Data in this exercise Block Start

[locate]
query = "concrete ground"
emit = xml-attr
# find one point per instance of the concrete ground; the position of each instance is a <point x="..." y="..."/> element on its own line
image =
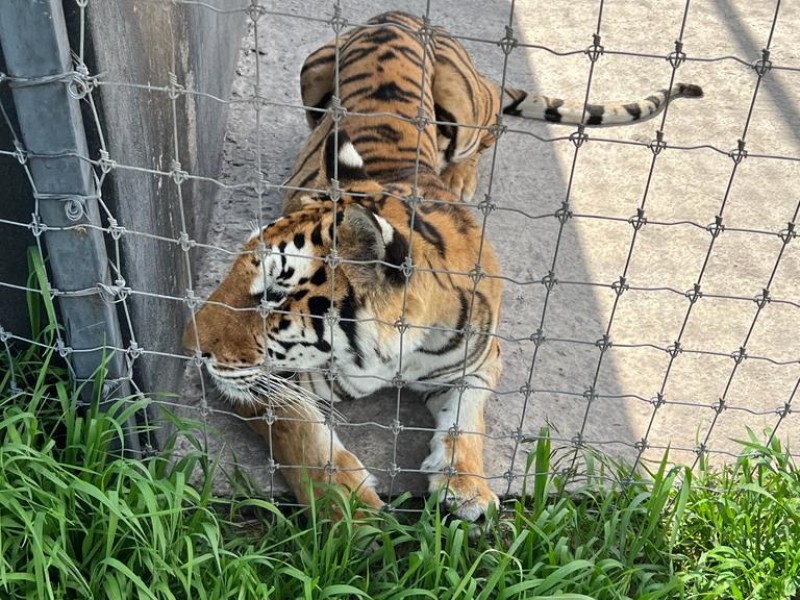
<point x="682" y="191"/>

Data in this exercise Block End

### Task brief
Please find all lines of the entries that hold the string "concrete" and copy them.

### Response to the exercise
query = "concrete ground"
# find one point per instance of the concrete ground; the position of each instance is a <point x="..." y="..."/> element on its own line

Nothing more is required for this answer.